** DATA PROVIDED follows **
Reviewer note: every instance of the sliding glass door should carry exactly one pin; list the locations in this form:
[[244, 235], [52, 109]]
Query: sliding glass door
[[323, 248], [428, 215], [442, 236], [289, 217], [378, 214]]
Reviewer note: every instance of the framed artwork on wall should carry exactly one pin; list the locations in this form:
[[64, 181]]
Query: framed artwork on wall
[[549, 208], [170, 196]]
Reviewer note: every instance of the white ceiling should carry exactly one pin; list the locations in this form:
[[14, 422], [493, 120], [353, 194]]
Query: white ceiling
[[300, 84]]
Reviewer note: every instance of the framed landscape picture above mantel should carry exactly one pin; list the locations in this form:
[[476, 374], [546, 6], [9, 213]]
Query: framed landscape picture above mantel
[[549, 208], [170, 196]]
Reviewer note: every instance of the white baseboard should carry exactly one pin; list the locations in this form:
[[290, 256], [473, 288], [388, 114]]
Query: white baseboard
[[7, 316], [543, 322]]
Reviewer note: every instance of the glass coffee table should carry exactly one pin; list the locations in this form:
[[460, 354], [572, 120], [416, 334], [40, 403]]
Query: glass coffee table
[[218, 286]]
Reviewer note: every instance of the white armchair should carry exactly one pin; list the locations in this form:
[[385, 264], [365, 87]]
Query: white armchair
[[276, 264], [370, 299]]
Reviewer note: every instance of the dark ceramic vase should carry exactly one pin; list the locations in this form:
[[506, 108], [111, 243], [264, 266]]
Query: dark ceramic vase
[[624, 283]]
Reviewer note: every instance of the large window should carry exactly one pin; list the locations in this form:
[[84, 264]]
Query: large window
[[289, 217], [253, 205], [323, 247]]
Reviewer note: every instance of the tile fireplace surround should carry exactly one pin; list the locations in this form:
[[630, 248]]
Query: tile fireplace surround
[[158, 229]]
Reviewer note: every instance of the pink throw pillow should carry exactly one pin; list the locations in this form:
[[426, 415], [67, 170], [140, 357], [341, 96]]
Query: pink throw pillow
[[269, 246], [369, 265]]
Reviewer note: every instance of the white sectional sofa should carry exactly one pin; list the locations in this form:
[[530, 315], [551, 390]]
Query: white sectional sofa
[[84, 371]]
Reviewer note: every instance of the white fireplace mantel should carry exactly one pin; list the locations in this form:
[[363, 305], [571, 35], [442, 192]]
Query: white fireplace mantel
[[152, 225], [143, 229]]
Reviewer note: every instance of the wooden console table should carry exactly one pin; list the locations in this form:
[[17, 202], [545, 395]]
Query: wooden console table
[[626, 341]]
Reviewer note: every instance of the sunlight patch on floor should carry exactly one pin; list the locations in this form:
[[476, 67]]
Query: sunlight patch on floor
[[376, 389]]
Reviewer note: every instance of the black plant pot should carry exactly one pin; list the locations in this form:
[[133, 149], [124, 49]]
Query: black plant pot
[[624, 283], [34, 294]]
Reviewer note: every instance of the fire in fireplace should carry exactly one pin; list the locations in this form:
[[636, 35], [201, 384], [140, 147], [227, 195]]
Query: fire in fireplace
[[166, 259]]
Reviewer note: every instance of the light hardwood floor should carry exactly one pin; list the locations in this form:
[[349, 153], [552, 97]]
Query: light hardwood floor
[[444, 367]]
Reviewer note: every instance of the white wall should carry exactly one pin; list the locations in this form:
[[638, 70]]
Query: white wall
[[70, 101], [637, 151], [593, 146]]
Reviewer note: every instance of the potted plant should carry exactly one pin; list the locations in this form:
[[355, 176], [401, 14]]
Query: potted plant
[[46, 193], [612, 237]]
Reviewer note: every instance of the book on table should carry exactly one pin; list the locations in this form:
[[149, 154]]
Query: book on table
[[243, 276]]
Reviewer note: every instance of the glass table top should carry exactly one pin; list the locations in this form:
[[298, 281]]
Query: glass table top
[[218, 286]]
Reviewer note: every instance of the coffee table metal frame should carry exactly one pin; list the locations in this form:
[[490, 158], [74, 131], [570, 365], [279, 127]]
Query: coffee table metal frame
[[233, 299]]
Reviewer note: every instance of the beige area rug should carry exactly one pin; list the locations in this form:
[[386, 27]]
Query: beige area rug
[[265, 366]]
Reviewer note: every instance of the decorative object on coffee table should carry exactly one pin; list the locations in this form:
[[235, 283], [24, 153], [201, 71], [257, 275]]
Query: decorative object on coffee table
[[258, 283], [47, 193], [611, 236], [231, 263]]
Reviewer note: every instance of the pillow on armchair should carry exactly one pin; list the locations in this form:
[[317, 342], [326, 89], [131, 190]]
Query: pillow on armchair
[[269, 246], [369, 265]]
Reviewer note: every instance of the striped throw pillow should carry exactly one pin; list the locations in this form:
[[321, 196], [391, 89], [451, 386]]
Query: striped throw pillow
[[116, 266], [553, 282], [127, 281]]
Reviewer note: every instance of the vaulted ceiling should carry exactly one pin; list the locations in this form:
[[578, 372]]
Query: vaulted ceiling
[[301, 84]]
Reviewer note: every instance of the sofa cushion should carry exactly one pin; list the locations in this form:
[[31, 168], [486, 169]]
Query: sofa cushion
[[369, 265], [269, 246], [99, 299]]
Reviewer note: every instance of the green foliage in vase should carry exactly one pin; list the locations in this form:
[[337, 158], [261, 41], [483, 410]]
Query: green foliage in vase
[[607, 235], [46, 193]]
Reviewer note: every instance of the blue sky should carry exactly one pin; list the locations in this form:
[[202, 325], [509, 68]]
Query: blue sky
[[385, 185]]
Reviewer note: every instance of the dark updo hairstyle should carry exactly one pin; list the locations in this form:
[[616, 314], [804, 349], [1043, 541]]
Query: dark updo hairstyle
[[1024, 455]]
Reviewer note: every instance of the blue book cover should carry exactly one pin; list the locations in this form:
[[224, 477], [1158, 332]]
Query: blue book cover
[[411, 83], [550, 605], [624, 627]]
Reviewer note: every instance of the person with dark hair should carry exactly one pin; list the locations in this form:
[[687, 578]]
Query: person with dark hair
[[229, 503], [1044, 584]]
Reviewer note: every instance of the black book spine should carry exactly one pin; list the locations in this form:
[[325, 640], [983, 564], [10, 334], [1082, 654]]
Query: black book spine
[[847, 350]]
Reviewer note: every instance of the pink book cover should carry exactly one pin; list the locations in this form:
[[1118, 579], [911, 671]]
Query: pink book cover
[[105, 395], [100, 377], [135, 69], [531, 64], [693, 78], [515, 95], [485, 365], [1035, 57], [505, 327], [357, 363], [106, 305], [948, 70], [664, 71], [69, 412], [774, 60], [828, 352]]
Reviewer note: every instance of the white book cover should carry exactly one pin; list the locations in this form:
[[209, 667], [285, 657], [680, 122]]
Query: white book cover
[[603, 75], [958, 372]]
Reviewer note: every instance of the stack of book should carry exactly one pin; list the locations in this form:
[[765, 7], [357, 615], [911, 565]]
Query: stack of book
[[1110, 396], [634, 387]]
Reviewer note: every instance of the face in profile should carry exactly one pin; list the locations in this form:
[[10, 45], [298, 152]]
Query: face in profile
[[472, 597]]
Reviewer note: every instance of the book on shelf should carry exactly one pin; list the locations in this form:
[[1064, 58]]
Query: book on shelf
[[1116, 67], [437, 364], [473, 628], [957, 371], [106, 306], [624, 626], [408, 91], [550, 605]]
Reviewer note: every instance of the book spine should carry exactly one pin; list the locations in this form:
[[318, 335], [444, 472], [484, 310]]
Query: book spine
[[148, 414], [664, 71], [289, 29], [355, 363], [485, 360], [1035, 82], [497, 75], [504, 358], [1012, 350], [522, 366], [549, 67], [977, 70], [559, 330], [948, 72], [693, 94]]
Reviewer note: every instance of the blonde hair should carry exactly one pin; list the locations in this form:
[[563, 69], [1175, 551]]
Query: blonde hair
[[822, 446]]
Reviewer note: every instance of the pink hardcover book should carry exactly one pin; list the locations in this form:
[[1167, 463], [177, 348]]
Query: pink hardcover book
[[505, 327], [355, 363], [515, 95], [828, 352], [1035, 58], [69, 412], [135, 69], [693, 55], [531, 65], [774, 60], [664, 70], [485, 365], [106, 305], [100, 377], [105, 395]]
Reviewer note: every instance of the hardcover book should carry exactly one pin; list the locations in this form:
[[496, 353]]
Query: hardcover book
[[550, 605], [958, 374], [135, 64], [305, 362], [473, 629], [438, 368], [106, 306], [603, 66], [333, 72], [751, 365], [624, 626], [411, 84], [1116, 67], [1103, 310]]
** End of DATA PROVIDED **
▸ EXERCISE INSTRUCTIONS
Print, from the entries above, the line with "Query: glass table top", the line with "Reviewer note: every instance of the beige" and all lines between them, exactly and with nothing else.

▸ TASK ANSWER
Query: glass table top
[[218, 286]]
Reviewer note: every instance of the coffee table metal frame should carry exactly one pin; list the locations in this form:
[[490, 158], [74, 131], [570, 365], [279, 127]]
Query: coffee table metal frame
[[233, 299]]
Reviewer note: every instance of the beige area rug should carry exactly one pin; list the locations in this form:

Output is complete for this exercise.